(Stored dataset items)
## Start

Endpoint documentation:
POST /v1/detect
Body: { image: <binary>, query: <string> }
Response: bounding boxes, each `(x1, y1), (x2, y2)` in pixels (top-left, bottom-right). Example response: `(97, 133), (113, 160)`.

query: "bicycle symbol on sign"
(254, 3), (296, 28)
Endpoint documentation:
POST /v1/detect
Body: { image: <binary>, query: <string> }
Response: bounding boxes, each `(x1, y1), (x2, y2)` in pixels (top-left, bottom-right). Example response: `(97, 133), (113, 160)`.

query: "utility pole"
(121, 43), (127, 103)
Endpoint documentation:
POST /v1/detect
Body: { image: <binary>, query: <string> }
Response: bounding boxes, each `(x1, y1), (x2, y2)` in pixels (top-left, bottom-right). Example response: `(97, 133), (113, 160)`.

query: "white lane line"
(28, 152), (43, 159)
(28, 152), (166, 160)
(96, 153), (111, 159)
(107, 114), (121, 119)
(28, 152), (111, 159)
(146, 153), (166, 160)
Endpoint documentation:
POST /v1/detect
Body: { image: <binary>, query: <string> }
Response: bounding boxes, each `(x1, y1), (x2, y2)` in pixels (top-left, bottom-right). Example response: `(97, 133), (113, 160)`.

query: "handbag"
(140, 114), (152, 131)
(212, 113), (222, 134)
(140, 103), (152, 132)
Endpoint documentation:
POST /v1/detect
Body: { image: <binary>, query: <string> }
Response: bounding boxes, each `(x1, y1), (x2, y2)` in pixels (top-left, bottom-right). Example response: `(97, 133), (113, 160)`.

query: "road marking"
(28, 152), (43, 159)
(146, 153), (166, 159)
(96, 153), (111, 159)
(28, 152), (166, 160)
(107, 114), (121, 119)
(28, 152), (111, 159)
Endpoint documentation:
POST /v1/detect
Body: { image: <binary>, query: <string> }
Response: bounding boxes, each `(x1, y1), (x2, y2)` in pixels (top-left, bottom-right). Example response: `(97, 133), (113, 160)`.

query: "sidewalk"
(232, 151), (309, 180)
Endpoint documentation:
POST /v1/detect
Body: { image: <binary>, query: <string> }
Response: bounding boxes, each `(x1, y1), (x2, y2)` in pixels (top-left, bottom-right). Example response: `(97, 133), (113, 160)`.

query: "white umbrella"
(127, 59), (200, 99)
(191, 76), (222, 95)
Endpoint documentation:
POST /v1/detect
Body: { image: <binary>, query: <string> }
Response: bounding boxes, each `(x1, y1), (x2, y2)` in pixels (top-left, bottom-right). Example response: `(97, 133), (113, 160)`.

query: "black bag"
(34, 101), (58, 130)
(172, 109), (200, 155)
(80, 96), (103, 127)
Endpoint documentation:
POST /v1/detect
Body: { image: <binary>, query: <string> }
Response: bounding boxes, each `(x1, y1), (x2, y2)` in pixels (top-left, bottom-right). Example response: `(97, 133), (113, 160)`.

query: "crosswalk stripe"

## End

Prompt: Please rewrite every line from the start of the records down to the line containing "(146, 153), (166, 160)", both included, scaling each bounding-box coordinate in the answers by 0.5 and rounding to whole numbers with halves going up. Keep all other lines and numbers as they are, and give only those lines.

Exercise answer:
Endpoint documentation:
POST /v1/detect
Body: { image: <binary>, query: <string> }
Response: bounding boxes, each `(x1, y1), (x2, y2)` in pixels (top-left, bottom-right). Example response: `(97, 133), (113, 160)`.

query: "bicycle symbol on sign"
(127, 2), (148, 14)
Endpoint documentation:
POST /v1/detect
Body: { image: <binary>, query: <string> }
Response: bounding boxes, each `(x1, y1), (x2, y2)` in pixels (top-left, bottom-right). Example response: `(97, 133), (113, 160)`.

query: "utility pole"
(61, 22), (64, 52)
Endpoint documentation:
POST /v1/detect
Body: { image: <binary>, query: <string> }
Response: bounding boxes, each `(x1, y1), (x2, y2)` in pixels (top-left, bottom-right). Example response: `(97, 133), (113, 160)`.

query: "white lane line"
(14, 76), (22, 80)
(14, 76), (83, 80)
(48, 77), (56, 80)
(54, 57), (61, 60)
(14, 76), (56, 80)
(73, 77), (83, 80)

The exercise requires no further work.